Page ::

DETAILED DESCRIPTION

The present application will be further described in detail below in combination with the examples.

The raw material used in examples of the present application are commercially available except for the following special instructions:

SiO₂, ZnO and Al₂O₃, with a particle size of 2-10 μm, are purchased from Sinopharm Chemical Reagent Co., Ltd.

PTFE, polymerization degree is (60-200)*10⁴, is purchased from Sinopharm Chemical Reagent Co., Ltd;

Hollow glass beads, particle size ≤100 μm, are purchased from Minnesota Mining and machinery manufacturing company; and

Z-Tex Series: Z-Tex™, Z-Tex Plus™, Z-Tex Super™, Z-Tex Ultra™, are purchased from Shanghai Guobo Automotive Technology Co., Ltd, and their performance is as follows:

Z-Tex Series	Z-Tex ™	Z-Tex plus ™	Z-Tex super ™	Z-Tex ultra ™
Length (mm)	Continuous yarn, cuttable
Diamete (μm)	6-24	6-24	6-24	6-24
Softening	905-915	920-930	945-950	1500
temperature
(° C.)

Collected data entries
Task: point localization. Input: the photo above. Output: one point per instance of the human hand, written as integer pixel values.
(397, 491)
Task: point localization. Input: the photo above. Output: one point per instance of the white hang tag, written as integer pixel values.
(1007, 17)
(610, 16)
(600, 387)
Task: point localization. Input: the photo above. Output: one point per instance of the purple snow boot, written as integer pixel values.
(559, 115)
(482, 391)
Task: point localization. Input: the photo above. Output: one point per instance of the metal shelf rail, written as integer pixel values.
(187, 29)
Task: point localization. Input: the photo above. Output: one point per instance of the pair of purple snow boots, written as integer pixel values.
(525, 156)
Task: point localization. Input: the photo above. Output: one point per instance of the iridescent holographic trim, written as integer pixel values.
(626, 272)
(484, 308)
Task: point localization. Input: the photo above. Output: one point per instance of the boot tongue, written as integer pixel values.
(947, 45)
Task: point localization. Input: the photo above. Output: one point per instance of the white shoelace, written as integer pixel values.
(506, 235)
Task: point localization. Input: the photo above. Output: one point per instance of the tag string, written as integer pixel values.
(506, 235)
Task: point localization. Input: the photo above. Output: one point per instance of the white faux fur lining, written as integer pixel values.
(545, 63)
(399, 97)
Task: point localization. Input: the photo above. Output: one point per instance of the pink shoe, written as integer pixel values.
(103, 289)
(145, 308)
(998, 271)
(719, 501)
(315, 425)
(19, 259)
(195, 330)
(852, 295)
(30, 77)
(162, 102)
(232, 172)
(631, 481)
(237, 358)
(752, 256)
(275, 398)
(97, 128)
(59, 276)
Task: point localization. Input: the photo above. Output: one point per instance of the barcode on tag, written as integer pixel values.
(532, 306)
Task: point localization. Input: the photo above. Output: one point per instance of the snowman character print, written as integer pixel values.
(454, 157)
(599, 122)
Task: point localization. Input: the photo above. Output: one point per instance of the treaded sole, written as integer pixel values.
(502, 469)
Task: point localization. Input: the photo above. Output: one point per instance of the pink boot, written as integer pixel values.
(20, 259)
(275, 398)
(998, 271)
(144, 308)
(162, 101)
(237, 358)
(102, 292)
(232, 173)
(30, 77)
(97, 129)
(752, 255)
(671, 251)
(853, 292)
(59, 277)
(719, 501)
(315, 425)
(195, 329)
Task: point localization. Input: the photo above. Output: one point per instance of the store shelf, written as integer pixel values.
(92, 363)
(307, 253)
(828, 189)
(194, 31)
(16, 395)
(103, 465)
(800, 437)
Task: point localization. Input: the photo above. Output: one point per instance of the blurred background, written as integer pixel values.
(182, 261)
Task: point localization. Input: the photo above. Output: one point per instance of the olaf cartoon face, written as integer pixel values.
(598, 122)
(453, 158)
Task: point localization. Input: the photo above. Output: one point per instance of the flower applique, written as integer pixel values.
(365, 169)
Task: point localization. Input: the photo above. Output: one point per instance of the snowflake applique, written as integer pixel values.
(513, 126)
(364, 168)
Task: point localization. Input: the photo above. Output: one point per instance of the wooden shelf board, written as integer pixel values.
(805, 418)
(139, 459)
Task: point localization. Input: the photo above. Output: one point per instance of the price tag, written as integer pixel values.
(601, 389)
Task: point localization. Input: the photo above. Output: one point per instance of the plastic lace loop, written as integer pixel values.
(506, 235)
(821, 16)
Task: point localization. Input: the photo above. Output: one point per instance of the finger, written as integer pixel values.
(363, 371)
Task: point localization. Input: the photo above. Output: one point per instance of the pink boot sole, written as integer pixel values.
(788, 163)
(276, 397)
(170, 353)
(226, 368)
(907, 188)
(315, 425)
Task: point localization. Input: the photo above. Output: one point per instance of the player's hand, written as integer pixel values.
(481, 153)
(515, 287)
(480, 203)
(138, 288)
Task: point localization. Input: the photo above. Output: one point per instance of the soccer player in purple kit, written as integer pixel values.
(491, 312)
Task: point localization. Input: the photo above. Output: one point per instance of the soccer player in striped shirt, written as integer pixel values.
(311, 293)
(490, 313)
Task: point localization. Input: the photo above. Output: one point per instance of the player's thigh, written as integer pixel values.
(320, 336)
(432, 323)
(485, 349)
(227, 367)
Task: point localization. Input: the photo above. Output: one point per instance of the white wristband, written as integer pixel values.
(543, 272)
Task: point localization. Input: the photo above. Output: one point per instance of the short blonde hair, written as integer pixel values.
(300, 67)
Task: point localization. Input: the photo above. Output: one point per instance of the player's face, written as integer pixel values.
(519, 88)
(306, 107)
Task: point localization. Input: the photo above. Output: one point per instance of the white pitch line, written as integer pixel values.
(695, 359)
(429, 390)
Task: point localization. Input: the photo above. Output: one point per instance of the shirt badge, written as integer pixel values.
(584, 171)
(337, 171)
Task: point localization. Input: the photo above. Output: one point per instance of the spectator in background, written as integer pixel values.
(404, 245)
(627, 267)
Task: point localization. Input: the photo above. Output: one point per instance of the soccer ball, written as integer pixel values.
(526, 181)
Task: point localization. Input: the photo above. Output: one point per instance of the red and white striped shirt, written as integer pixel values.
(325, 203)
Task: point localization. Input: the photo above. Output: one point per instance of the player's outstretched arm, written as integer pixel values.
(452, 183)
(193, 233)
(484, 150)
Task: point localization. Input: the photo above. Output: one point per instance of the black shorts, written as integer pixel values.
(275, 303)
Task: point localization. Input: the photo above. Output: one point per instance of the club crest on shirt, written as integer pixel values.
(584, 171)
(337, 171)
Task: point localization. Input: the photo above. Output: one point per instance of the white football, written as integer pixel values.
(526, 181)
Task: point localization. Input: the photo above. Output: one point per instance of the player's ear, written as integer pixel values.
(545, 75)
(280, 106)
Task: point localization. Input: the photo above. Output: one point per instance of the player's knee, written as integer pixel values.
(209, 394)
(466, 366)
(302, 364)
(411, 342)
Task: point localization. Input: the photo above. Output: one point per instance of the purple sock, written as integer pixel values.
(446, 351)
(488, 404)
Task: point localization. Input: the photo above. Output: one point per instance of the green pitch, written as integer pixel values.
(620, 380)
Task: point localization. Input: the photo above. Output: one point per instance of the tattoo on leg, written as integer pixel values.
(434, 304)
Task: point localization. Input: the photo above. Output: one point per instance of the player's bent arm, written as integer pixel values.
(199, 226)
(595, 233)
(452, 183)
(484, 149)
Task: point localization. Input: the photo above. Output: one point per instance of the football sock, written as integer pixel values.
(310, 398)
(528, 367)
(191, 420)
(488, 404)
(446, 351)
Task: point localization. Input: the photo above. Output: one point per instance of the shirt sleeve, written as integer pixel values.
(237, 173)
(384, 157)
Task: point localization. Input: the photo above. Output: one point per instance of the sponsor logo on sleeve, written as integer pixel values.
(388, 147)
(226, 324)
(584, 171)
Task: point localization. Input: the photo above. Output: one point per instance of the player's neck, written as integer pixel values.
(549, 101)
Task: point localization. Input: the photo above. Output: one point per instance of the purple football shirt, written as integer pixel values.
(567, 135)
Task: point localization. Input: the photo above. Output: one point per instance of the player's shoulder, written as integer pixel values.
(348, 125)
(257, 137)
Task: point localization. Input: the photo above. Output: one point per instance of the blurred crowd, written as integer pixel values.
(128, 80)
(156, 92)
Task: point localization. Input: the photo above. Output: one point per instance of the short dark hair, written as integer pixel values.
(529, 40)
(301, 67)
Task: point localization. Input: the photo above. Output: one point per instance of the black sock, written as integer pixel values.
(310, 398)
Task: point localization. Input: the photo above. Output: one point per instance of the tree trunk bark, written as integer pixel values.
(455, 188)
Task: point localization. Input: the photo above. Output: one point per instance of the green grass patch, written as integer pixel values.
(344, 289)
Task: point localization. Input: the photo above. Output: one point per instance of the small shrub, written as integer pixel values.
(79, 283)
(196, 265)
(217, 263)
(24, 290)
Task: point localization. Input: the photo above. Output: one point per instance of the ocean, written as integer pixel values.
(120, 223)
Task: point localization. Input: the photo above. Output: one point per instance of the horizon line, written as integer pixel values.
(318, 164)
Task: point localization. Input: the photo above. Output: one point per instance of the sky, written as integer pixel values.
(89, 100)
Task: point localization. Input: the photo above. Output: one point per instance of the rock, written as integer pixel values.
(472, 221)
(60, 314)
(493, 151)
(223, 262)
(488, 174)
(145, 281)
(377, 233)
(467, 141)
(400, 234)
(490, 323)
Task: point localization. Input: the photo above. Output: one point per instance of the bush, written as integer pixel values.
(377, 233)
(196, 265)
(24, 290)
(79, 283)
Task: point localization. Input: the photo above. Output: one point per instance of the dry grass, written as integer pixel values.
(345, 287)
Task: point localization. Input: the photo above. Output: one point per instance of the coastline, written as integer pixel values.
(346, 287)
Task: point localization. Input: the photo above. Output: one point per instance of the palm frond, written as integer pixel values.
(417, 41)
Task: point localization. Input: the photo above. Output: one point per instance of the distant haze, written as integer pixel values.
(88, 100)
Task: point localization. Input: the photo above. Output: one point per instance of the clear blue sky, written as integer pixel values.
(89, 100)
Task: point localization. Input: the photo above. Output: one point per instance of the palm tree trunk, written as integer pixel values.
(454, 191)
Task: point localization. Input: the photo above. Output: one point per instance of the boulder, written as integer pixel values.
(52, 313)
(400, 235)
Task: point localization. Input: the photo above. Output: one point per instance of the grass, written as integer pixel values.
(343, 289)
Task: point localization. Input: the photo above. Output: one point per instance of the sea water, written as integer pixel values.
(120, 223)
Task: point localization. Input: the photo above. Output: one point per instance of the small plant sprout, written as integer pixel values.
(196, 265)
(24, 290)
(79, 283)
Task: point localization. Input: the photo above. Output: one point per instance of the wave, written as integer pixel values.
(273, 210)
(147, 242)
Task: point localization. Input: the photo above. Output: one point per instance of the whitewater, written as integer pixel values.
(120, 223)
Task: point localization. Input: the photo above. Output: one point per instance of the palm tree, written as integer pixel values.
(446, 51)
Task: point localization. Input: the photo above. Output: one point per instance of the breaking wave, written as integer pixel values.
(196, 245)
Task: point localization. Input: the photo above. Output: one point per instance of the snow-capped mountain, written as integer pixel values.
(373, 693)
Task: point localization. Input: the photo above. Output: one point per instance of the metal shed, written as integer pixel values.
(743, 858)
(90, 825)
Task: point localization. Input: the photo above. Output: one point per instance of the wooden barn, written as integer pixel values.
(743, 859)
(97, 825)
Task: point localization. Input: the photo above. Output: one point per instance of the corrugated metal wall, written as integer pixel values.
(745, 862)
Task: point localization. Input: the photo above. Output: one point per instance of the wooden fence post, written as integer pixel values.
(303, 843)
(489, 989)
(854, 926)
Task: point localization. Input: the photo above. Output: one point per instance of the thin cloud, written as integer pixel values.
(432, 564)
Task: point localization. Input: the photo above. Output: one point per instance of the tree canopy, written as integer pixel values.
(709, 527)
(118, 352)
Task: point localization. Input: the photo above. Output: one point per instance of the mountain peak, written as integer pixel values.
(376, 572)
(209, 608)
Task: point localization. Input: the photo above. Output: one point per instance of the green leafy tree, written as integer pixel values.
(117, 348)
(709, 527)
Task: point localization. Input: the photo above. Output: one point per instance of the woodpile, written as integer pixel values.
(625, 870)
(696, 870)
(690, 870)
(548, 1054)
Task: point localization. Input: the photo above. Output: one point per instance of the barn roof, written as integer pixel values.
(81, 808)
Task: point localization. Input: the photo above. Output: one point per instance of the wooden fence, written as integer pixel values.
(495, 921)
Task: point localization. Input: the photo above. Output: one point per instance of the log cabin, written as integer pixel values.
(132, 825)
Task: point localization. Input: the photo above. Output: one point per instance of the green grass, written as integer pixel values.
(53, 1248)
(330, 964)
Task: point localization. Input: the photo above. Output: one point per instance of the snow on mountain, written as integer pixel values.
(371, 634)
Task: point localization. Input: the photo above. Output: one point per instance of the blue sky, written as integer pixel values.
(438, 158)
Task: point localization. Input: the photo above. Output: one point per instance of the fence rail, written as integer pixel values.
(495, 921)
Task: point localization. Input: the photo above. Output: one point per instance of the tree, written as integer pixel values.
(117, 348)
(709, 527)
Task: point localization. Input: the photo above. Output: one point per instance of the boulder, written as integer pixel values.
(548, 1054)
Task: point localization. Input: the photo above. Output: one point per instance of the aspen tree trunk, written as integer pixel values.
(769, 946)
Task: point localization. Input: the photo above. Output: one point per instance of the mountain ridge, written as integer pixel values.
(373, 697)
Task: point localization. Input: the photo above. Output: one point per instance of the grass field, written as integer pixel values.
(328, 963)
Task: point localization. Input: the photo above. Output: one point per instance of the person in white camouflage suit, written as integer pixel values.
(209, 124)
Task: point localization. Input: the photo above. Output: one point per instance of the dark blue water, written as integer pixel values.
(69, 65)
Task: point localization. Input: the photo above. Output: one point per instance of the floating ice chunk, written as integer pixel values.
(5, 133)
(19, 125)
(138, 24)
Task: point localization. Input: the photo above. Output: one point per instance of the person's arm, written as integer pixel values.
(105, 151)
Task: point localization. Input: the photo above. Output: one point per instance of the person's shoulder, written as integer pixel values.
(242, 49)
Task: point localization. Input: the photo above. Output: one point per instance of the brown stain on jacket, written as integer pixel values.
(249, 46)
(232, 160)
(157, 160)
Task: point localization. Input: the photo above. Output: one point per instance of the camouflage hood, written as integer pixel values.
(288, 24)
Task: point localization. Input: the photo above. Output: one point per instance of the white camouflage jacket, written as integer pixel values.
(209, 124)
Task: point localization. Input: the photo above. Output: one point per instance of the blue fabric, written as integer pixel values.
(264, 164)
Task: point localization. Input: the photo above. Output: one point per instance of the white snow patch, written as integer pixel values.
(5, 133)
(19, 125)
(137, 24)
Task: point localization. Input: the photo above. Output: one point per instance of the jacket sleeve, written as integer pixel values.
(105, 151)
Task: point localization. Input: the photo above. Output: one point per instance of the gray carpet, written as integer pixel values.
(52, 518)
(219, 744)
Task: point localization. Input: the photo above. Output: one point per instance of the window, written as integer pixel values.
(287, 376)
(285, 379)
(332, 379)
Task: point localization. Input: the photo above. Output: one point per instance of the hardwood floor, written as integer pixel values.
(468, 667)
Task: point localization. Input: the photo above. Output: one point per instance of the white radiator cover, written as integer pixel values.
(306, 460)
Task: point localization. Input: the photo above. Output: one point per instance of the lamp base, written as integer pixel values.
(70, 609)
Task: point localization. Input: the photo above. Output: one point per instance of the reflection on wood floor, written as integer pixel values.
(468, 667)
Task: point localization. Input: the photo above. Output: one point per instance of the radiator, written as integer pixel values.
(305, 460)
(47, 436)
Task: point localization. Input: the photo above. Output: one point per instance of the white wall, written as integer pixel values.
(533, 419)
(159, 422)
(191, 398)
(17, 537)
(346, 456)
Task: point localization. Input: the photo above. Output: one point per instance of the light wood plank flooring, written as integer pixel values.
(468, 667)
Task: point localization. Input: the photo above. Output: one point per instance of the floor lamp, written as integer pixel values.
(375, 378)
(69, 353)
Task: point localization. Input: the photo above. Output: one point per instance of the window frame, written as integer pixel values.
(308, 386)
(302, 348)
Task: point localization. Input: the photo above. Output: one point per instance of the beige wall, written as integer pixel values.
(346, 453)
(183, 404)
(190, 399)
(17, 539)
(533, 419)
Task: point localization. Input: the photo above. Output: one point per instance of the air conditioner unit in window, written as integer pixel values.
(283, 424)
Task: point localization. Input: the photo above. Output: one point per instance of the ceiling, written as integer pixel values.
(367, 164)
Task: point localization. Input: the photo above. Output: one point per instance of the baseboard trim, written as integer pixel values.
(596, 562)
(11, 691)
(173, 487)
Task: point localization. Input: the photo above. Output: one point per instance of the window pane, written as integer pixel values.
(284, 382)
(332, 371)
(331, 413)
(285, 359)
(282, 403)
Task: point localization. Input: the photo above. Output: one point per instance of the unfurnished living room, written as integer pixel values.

Tasks ::
1: Collect every row that contains the string "shoulder".
2: Continue the raw-materials passage from the point where it stops.
These rows have no connection to the raw-materials passage.

Answers provided ::
1:
Task: point localization. Input: the photo above. Output: one point per instance of the player's shoulder, written as integer pixel values.
Task: point localization. Input: the photo above. Output: one point per instance of the person's shoulder, written as integer pixel values.

2:
Long term	760	790	820	1000
temperature
resistance
(° C.)

Performance Test

The thermal insulation felts made in examples and comparative examples are selected as the test objects, and the thermal insulation performance and thermal shock resistance of each groups are tested respectively. The test steps are as follows:

1) Thermal Insulation Performance Test:

the thermal insulation felt of the groups to be tested are processed into five pieces as five samples, and a size of each sample is 50 mm*50 mm*2.5 mm samples. A thermal conductivity instrument (model Hot Disk TPS 2500S, purchased from Sweden Hot Disk company) is used for testing.

Test steps: firstly, five samples are stacked and put into the sample clamp and clamped. Then “Confirm” and “Start Test” on an operation interface of the thermal conductivity instrument are clicked to start the test, and the test results are averaged.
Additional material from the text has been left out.